[Records from a data source]
##############################

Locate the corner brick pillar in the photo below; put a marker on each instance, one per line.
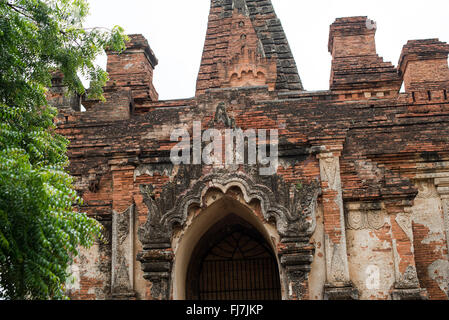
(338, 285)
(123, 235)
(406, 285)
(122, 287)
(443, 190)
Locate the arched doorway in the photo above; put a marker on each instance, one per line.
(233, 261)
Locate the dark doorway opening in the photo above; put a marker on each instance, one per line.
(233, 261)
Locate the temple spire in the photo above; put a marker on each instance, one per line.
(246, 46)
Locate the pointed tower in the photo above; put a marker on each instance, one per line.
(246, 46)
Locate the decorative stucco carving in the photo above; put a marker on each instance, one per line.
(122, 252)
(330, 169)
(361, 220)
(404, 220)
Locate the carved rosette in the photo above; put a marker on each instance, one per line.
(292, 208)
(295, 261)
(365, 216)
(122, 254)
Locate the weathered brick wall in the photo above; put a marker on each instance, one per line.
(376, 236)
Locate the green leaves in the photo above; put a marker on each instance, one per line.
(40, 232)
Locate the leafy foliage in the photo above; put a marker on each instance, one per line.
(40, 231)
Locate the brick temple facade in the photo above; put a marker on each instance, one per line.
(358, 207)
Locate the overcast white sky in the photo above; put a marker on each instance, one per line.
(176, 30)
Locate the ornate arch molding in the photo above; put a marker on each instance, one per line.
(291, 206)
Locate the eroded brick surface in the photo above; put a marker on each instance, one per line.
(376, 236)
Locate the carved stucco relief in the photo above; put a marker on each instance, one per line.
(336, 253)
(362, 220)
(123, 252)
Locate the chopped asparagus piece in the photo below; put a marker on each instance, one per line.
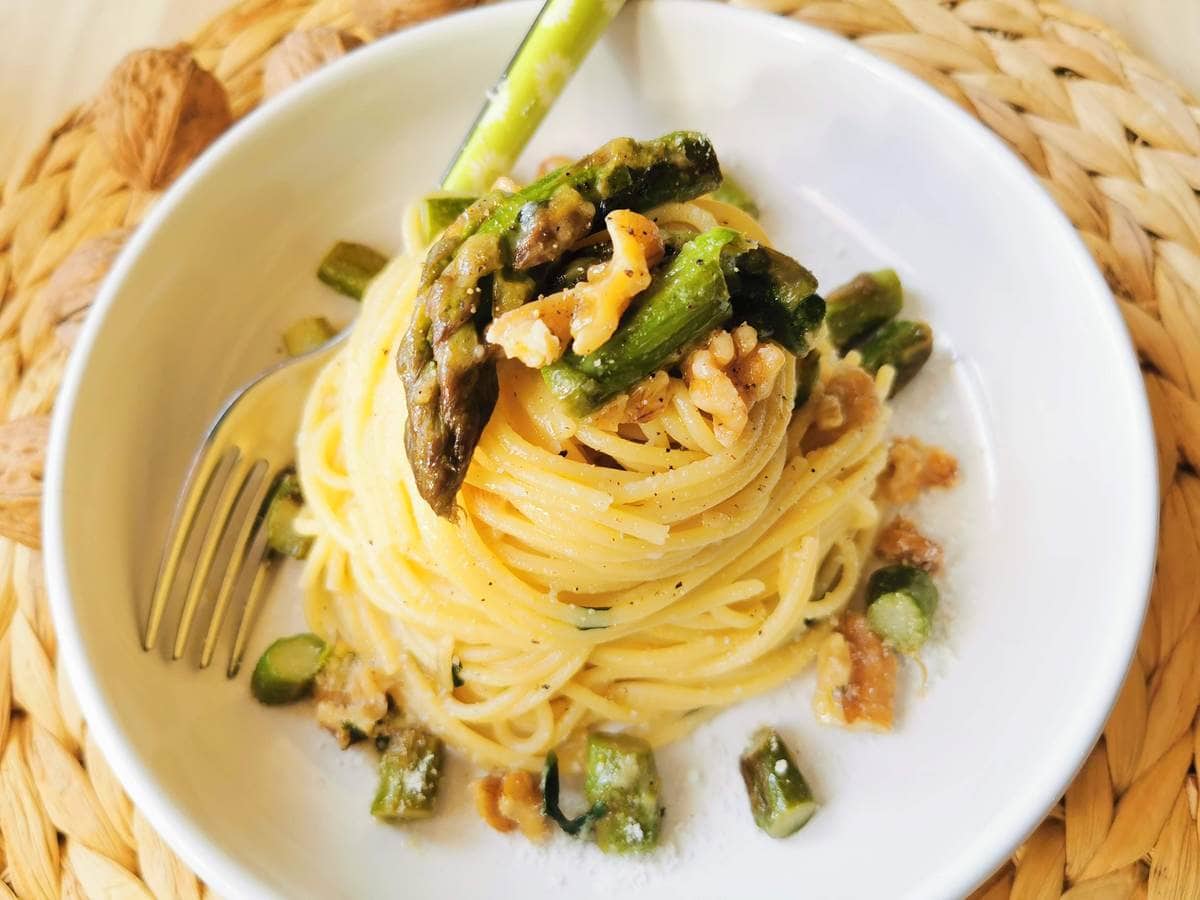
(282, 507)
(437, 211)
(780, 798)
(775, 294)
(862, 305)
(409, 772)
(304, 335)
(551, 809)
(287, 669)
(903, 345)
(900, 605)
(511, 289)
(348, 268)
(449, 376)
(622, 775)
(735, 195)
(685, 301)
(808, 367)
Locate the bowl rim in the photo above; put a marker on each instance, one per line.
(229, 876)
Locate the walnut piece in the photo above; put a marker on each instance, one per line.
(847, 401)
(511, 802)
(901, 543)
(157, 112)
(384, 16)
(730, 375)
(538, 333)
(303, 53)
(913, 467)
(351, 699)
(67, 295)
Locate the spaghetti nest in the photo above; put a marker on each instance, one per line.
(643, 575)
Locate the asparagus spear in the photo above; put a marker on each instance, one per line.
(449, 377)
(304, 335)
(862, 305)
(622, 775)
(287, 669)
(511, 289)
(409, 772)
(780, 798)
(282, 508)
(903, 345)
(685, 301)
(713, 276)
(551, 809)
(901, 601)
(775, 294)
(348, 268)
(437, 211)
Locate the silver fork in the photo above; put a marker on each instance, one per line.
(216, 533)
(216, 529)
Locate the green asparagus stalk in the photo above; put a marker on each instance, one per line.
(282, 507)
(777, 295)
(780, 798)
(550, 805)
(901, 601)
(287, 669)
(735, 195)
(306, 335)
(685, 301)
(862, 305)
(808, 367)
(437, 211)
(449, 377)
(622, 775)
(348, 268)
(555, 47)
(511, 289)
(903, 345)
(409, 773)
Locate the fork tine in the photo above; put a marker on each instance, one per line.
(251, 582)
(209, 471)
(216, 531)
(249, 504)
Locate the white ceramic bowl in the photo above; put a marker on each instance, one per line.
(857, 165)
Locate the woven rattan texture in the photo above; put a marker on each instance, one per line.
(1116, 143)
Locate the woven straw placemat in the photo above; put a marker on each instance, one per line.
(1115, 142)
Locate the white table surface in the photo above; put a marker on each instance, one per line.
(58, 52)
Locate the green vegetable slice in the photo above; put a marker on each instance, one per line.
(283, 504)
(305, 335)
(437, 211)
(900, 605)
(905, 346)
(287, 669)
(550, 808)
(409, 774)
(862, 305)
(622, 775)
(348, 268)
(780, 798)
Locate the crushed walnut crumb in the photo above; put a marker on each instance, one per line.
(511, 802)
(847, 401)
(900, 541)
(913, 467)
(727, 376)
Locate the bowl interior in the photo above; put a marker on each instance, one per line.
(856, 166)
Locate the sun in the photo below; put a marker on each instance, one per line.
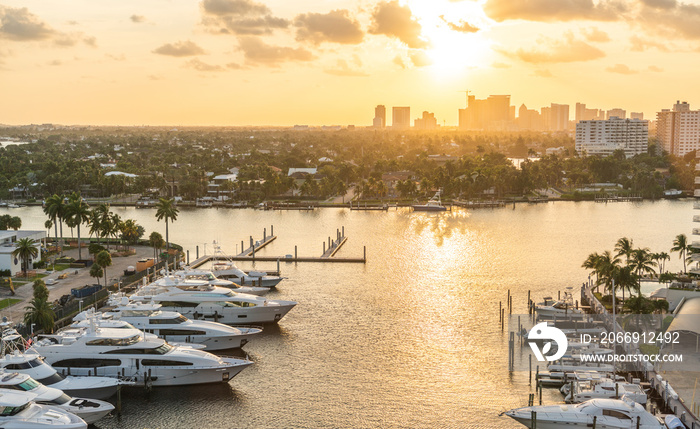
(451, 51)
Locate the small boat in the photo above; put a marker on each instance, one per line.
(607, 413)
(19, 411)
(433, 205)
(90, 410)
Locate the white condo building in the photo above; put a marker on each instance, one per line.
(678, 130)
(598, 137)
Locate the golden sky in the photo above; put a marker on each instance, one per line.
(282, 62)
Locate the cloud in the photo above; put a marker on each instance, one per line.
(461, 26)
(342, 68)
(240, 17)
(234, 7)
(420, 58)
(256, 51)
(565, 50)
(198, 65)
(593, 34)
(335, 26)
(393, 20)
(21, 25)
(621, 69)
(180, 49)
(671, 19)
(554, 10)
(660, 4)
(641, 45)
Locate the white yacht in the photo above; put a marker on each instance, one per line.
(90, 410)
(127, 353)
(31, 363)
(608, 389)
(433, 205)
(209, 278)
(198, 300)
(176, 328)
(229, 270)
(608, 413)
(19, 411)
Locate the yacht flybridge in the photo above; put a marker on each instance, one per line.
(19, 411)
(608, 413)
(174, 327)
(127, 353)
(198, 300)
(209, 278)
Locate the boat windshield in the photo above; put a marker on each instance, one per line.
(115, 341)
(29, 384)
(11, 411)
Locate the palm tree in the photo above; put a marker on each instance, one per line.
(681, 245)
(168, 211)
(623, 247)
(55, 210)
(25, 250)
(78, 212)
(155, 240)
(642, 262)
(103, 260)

##############################

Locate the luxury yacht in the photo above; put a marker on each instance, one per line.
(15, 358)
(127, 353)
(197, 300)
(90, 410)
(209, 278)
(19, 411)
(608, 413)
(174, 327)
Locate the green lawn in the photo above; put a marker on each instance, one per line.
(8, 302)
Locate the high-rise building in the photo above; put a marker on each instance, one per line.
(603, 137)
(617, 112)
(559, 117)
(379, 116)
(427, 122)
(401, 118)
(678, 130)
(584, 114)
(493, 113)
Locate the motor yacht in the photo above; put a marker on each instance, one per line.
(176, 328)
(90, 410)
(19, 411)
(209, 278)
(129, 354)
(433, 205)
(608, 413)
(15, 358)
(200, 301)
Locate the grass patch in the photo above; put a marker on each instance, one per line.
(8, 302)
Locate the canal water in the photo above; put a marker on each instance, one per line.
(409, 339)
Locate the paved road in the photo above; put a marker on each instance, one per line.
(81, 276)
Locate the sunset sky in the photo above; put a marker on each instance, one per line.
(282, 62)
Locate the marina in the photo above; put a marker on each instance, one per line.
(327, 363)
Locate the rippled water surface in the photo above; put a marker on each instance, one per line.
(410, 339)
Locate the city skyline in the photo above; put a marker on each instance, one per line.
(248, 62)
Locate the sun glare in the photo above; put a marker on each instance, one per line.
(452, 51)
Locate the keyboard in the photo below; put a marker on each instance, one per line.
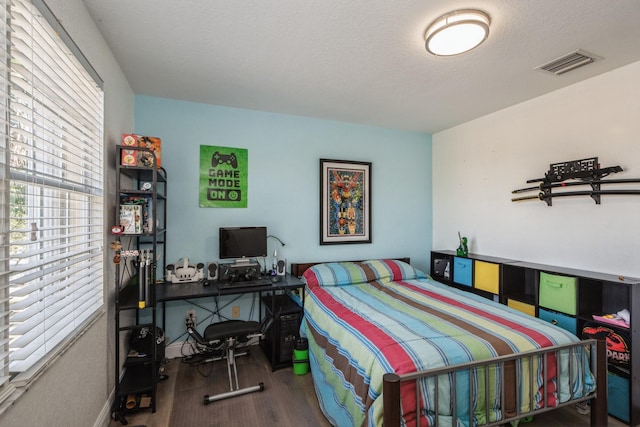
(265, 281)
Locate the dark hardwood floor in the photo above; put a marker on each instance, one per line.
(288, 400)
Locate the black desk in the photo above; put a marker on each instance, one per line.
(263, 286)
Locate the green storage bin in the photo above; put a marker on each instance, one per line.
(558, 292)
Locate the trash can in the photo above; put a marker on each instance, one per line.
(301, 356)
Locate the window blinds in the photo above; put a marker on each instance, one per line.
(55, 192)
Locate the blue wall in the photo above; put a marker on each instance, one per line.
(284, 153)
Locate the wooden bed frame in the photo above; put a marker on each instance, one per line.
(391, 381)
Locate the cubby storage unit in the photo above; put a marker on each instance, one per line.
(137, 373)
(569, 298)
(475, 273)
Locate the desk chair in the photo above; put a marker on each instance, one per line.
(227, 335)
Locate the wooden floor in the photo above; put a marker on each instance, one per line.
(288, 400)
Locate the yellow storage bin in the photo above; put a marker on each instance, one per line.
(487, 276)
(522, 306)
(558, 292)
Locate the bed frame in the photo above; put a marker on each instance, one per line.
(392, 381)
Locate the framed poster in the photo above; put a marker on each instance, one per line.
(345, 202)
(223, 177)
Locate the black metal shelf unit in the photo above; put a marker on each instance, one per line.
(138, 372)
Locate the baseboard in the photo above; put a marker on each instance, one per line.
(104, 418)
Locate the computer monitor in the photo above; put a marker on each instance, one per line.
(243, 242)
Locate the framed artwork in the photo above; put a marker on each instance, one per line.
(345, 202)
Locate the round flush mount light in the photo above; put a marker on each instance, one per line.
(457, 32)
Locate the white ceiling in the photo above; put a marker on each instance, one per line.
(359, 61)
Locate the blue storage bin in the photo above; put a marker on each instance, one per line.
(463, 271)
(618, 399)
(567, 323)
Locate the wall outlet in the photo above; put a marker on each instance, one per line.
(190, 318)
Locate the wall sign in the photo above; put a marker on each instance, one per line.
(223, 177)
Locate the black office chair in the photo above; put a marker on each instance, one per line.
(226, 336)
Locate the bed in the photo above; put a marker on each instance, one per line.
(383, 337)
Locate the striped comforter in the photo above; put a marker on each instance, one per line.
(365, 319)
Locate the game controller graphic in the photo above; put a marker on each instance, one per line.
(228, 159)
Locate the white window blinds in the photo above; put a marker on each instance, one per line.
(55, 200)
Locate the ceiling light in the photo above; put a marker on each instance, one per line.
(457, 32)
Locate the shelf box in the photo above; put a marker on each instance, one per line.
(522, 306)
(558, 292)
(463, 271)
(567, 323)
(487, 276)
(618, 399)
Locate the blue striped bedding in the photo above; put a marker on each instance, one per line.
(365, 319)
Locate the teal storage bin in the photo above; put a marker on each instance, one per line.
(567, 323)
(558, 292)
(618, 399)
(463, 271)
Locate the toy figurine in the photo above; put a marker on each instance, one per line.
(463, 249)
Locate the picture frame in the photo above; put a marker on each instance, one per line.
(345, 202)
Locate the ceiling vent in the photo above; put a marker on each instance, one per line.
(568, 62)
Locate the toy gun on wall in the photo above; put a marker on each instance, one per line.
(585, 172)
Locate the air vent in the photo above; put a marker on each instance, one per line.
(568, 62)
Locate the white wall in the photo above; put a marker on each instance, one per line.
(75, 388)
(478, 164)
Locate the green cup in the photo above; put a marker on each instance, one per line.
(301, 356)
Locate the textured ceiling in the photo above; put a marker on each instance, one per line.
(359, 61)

##############################

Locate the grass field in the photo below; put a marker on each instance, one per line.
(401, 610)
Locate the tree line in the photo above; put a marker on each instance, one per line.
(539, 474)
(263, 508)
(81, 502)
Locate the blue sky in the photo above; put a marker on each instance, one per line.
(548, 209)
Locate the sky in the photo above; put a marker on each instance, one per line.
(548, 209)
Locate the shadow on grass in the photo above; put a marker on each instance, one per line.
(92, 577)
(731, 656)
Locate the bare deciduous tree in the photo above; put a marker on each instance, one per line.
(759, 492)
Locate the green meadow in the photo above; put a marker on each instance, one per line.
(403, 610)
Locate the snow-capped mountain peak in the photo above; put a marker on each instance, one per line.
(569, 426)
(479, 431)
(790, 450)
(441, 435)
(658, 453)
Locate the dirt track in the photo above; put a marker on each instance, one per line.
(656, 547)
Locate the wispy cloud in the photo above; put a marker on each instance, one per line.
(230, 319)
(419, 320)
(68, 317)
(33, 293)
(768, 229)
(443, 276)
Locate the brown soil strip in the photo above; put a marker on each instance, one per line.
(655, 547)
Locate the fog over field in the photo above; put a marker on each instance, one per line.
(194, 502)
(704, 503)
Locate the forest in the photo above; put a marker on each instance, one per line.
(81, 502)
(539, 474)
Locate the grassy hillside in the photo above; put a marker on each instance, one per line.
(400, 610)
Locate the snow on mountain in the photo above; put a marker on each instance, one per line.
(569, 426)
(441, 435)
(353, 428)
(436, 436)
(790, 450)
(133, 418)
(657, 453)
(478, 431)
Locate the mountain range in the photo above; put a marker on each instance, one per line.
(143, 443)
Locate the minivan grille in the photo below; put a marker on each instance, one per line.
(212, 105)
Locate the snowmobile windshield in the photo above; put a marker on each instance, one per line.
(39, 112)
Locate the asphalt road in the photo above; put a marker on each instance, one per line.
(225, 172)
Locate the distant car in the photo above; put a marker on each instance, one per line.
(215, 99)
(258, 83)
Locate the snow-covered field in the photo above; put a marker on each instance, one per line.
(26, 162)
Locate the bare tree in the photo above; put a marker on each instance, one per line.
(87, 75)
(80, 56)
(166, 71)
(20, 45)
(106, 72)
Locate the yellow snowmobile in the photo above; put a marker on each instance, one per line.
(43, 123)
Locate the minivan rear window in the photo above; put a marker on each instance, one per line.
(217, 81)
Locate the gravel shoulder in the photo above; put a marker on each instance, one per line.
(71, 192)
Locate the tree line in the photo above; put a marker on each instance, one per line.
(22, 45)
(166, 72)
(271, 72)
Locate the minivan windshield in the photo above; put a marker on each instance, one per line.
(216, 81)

##############################

■ **DIRECTIVE**:
Please pick out every line in the data above that contains the word "field", and copy each of those lines.

■ **THE COMPLETED TASK**:
Locate the grass field in the photo below; put a marker on each instance, one per line.
Locate the fog over field in the photo above; put a marker on each instance, one per line.
Locate the snow-covered field in the photo above; put a marker on each instance, one per line.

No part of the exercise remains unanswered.